++++ Records shown
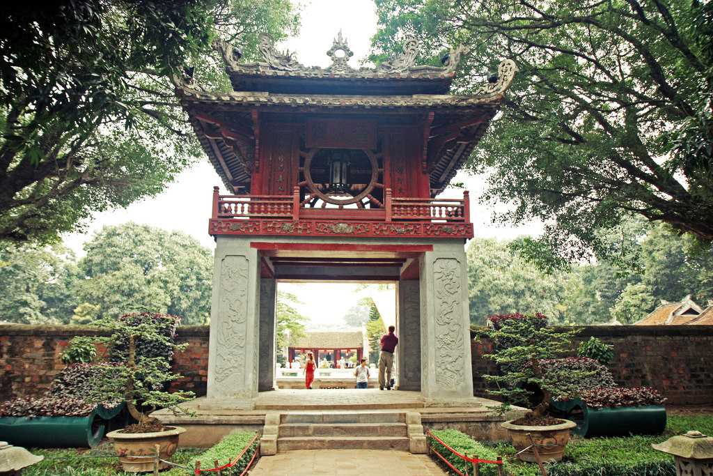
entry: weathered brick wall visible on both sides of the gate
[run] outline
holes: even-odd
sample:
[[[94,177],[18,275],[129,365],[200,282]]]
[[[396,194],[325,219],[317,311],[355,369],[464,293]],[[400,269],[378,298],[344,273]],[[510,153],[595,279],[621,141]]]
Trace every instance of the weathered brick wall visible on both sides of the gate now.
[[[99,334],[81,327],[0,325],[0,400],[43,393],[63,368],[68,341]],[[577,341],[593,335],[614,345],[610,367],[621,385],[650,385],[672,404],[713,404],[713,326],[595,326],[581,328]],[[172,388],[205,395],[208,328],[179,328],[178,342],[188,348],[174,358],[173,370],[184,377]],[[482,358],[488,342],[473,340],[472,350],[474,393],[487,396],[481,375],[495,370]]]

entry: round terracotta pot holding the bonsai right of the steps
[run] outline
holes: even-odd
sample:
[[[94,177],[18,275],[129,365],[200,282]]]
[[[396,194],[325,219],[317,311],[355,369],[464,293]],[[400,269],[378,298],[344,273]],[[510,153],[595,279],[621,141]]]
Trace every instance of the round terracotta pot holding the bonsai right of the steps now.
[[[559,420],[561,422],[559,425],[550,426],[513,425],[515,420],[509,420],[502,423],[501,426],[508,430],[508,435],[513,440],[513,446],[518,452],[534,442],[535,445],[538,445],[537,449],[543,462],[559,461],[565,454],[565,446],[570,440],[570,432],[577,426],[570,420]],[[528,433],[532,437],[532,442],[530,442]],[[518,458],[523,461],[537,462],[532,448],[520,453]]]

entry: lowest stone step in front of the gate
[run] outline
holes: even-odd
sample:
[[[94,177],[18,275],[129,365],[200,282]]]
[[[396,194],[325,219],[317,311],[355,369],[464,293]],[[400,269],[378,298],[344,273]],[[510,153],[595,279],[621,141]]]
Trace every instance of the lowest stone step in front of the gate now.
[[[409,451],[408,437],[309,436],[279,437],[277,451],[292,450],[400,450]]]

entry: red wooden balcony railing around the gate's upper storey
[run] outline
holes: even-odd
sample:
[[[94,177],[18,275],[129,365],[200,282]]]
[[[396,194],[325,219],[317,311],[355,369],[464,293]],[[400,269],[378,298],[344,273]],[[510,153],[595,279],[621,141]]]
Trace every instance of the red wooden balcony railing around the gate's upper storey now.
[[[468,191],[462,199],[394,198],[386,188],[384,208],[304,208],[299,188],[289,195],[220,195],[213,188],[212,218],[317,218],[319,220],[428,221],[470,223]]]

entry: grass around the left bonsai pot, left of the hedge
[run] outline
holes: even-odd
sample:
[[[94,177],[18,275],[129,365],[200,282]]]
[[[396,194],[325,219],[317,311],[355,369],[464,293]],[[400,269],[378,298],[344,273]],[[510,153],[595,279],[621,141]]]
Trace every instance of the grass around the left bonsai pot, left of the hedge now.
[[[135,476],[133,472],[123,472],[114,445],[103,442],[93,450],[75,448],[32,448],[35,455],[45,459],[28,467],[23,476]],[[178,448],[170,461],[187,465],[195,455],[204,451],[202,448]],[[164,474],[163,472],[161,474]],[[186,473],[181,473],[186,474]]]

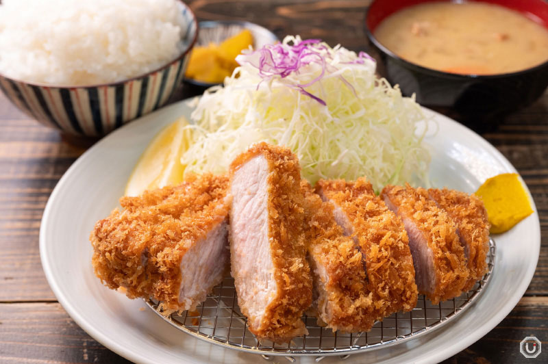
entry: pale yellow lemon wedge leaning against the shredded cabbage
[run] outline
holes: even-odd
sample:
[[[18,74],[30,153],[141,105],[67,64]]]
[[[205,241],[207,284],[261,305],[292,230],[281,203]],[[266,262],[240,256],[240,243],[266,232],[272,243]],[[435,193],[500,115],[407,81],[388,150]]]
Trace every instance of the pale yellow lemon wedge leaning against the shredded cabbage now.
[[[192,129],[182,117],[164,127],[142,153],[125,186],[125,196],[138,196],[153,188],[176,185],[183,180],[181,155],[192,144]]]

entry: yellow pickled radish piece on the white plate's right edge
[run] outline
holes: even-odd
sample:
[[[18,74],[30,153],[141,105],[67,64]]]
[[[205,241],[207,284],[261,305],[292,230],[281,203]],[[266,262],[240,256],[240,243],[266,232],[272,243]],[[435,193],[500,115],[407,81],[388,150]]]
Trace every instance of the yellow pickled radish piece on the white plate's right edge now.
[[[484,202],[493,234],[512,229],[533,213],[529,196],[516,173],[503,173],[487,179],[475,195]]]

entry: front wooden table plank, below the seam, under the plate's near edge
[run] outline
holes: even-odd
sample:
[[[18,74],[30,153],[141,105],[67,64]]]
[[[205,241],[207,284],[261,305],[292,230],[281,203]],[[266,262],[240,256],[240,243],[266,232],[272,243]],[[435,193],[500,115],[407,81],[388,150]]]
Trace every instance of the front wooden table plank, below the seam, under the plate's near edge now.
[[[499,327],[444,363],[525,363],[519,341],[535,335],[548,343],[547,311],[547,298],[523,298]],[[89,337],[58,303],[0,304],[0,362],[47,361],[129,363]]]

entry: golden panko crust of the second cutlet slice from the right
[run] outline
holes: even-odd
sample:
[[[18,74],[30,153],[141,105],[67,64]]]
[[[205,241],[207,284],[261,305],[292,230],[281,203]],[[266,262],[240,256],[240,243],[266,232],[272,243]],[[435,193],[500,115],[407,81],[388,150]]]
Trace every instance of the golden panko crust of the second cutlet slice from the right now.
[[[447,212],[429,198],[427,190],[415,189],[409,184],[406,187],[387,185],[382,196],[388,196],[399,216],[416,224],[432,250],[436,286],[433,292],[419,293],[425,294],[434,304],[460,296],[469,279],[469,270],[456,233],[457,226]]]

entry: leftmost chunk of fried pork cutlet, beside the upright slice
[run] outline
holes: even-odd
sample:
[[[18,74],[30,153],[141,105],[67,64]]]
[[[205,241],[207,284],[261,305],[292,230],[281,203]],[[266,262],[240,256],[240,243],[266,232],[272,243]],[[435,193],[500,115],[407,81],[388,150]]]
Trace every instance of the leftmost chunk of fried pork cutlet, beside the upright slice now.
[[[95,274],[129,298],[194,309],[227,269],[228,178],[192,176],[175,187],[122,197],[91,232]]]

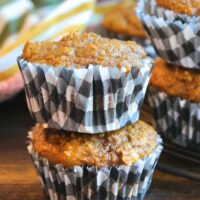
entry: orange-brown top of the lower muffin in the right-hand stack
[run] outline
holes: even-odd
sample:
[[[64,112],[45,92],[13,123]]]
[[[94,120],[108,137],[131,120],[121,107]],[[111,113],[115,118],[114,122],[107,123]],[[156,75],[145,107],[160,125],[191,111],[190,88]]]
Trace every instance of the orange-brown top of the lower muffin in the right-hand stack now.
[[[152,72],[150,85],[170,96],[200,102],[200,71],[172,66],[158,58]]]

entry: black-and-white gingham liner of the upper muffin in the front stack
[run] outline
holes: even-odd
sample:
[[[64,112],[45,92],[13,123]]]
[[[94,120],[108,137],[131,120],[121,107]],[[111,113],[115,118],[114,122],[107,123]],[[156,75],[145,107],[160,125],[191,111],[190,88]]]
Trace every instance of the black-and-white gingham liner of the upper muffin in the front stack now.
++++++++
§ Task directions:
Pictures are to be left out; everything else in the records gets retyped exactly.

§ Written answer:
entry: weathered brick wall visible on both sides of the gate
[run] outline
holes: even-odd
sample:
[[[94,177],[18,275],[129,365],[200,282]]]
[[[396,194],[325,219],[317,311],[355,369],[464,293]],[[400,269],[378,298],[344,273]],[[510,153],[595,279],[621,141]]]
Trace every instance of the weathered brick wall visible on both sides of the gate now.
[[[99,334],[81,327],[0,325],[0,400],[43,393],[63,368],[68,341]],[[577,341],[593,335],[614,345],[610,367],[621,385],[650,385],[672,404],[713,404],[713,326],[595,326],[581,328]],[[172,388],[205,395],[208,328],[179,328],[178,342],[188,348],[174,358],[173,370],[184,377]],[[482,358],[488,342],[473,340],[472,350],[474,393],[487,396],[481,375],[495,370]]]

entry: round terracotta pot holding the bonsai right of the steps
[run] outline
holes: even-odd
sample:
[[[94,177],[18,275],[129,365],[200,282]]]
[[[396,194],[325,219],[317,311],[355,369],[464,293]],[[400,269],[378,298],[344,273]],[[510,153],[595,279],[621,141]]]
Trace every instance of the round terracotta pot holding the bonsai right of the steps now.
[[[559,420],[561,422],[559,425],[550,426],[513,425],[515,420],[509,420],[502,423],[501,426],[508,430],[508,435],[513,440],[513,446],[518,452],[534,442],[535,445],[538,445],[537,449],[543,462],[559,461],[565,454],[565,446],[570,440],[570,432],[577,426],[570,420]],[[528,433],[532,437],[532,442],[530,442]],[[518,458],[523,461],[537,462],[532,448],[520,453]]]

entry: lowest stone step in front of the gate
[run] outline
holes: even-odd
sample:
[[[94,177],[18,275],[129,365],[200,282]]]
[[[396,194],[325,219],[317,311],[355,369],[464,293]],[[400,269],[378,298],[344,273]],[[510,153],[595,279],[621,141]]]
Trace every instance of the lowest stone step in front of the gate now.
[[[409,451],[408,437],[309,436],[279,437],[277,451],[292,450],[400,450]]]

entry: red wooden balcony railing around the gate's upper storey
[run] outline
holes: even-odd
sample:
[[[94,177],[18,275],[129,365],[200,282]]]
[[[396,194],[325,219],[317,311],[355,369],[464,293]],[[400,269],[378,298],[344,273]],[[510,153],[595,279],[621,141]]]
Trace every instance of the red wooden balcony railing around the gate's upper storey now.
[[[468,191],[462,199],[394,198],[386,188],[384,208],[304,208],[299,188],[289,195],[220,195],[213,188],[212,218],[317,218],[319,220],[428,221],[470,223]]]

entry: grass around the left bonsai pot, left of the hedge
[run] outline
holes: even-odd
sample:
[[[94,177],[18,275],[129,365],[200,282]]]
[[[396,194],[325,219],[317,311],[355,369],[464,293]],[[400,269],[378,298],[344,273]],[[510,153],[595,279],[621,141]]]
Trace every instance of the grass around the left bonsai pot, left of the hedge now.
[[[135,476],[133,472],[123,472],[114,445],[103,442],[93,450],[75,448],[32,448],[35,455],[45,459],[28,467],[23,476]],[[178,448],[170,461],[187,465],[195,455],[204,451],[202,448]],[[164,474],[163,472],[161,474]],[[186,473],[181,473],[186,474]]]

entry: pale yellow lemon wedge leaning against the shredded cabbage
[run] outline
holes: even-odd
sample:
[[[18,74],[30,153],[141,105],[67,64]]]
[[[205,241],[207,284],[261,305],[292,230],[281,203]],[[266,262],[240,256],[240,243],[266,232],[272,243]],[[435,193],[500,115],[407,81],[388,150]]]
Trace every instance of the pale yellow lemon wedge leaning against the shredded cabbage now.
[[[192,129],[182,117],[164,127],[142,153],[125,186],[125,196],[138,196],[153,188],[176,185],[183,180],[181,155],[192,144]]]

entry: yellow pickled radish piece on the white plate's right edge
[run] outline
holes: even-odd
sample:
[[[18,74],[30,153],[141,105],[67,64]]]
[[[205,241],[207,284],[261,305],[292,230],[281,203]],[[266,262],[240,256],[240,243],[266,232],[272,243]],[[435,193],[500,115],[407,81],[388,150]]]
Trace every instance of the yellow pickled radish piece on the white plate's right edge now.
[[[484,202],[493,234],[512,229],[533,213],[529,196],[516,173],[503,173],[487,179],[475,195]]]

entry: front wooden table plank, below the seam, under the plate's near edge
[run] outline
holes: even-odd
sample:
[[[18,74],[30,153],[141,105],[67,64]]]
[[[205,241],[207,284],[261,305],[292,230],[281,203]],[[266,262],[240,256],[240,243],[266,232],[272,243]],[[435,193],[500,115],[407,81],[388,150]]]
Trace every instance of the front wooden table plank, below the seam, under the plate's near edge now.
[[[499,327],[444,363],[525,363],[519,341],[535,335],[548,343],[547,311],[547,298],[523,298]],[[89,337],[58,303],[0,304],[0,362],[47,361],[129,363]]]

entry: golden panko crust of the second cutlet slice from the right
[run] outline
holes: even-odd
sample:
[[[18,74],[30,153],[141,105],[67,64]]]
[[[205,241],[207,284],[261,305],[292,230],[281,203]],[[266,262],[240,256],[240,243],[266,232],[272,243]],[[435,193],[500,115],[407,81],[388,150]]]
Trace every instance of the golden panko crust of the second cutlet slice from the right now.
[[[447,212],[429,198],[427,190],[415,189],[409,184],[406,187],[387,185],[382,196],[388,196],[399,216],[416,224],[432,250],[436,286],[433,292],[419,293],[425,294],[434,304],[460,296],[469,279],[469,270],[456,233],[457,226]]]

entry: leftmost chunk of fried pork cutlet, beside the upright slice
[run] outline
holes: even-odd
sample:
[[[18,74],[30,153],[141,105],[67,64]]]
[[[205,241],[207,284],[261,305],[292,230],[281,203]],[[266,262],[240,256],[240,243],[266,232],[272,243]],[[435,193],[500,115],[407,81],[388,150]]]
Trace every instance of the leftmost chunk of fried pork cutlet, beside the upright slice now.
[[[95,274],[129,298],[194,309],[227,269],[228,178],[192,176],[175,187],[122,197],[91,232]]]

entry: orange-brown top of the lower muffin in the right-hand stack
[run] outline
holes: even-odd
sample:
[[[64,112],[45,92],[13,123]]]
[[[94,120],[108,137],[131,120],[121,107]],[[111,113],[115,118],[114,122],[107,123]],[[156,75],[145,107],[160,125],[191,111],[190,88]]]
Trace every instance of the orange-brown top of the lower muffin in the right-hand stack now.
[[[152,72],[150,85],[170,96],[200,102],[200,71],[172,66],[158,58]]]

entry: black-and-white gingham liner of the upper muffin in the front stack
[run] outline
holes: even-odd
sample:
[[[64,112],[45,92],[13,123]]]
[[[94,120],[108,137],[131,120],[121,107]],[[111,113],[115,118],[114,122],[107,123]],[[156,75],[145,107],[160,125],[191,111],[190,88]]]
Trace every instance of the black-and-white gingham liner of the upper muffin in the front stack now.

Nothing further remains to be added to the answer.